LATIHAN: Ubah baris-baris daftar di bawah menjadi list JSON berisi string, satu string untuk tiap baris dan tanpa baris kosong. Mulailah dari baris yang memuat "</instance>" (baris itu ikut disertakan) dan teruskan sampai akhir daftar.

DATA KERJA:
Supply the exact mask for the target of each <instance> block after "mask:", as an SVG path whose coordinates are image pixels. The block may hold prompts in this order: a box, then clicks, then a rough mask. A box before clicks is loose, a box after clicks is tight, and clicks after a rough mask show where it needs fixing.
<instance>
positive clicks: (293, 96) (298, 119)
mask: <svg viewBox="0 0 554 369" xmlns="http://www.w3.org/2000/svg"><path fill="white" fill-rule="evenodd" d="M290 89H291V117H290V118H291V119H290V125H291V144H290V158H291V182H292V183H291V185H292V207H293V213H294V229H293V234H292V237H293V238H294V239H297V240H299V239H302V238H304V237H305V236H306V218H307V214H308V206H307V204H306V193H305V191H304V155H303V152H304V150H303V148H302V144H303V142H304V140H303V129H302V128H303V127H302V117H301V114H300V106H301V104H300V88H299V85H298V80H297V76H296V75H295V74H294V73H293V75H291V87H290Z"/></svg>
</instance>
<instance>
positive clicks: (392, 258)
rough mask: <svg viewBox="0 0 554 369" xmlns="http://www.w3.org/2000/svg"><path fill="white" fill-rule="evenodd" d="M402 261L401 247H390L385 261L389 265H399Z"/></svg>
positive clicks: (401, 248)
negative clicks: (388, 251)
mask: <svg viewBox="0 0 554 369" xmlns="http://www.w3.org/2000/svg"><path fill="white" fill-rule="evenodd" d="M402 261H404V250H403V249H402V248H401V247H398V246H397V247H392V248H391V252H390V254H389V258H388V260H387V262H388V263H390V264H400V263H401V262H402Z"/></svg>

JAWABAN LATIHAN:
[
  "</instance>",
  "<instance>",
  "positive clicks: (392, 258)",
  "rough mask: <svg viewBox=\"0 0 554 369\" xmlns=\"http://www.w3.org/2000/svg\"><path fill=\"white\" fill-rule=\"evenodd\" d=\"M402 261L401 247H390L385 261L389 265H399Z\"/></svg>",
  "positive clicks: (401, 248)",
  "negative clicks: (388, 251)",
  "mask: <svg viewBox=\"0 0 554 369\" xmlns=\"http://www.w3.org/2000/svg\"><path fill=\"white\" fill-rule=\"evenodd\" d=\"M402 261H404V250H403V249H402V248H401V247H398V246H397V247H392V248H391V252H390V254H389V258H388V260H387V262H388V263H390V264H400V263H401V262H402Z\"/></svg>"
]